Reproduce every line of the data below without any change, leaving out the pictures.

Source data
· · · · ·

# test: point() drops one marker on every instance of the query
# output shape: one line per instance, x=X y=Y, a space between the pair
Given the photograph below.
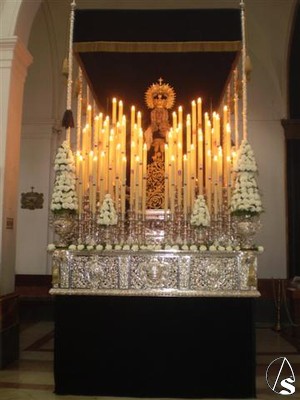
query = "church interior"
x=149 y=198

· · · · ·

Correct result
# test: point() drops one marker on every instance of the query
# output shape: one line per instance, x=X y=Y, a space between the pair
Given the photograph below.
query = "church interior"
x=149 y=198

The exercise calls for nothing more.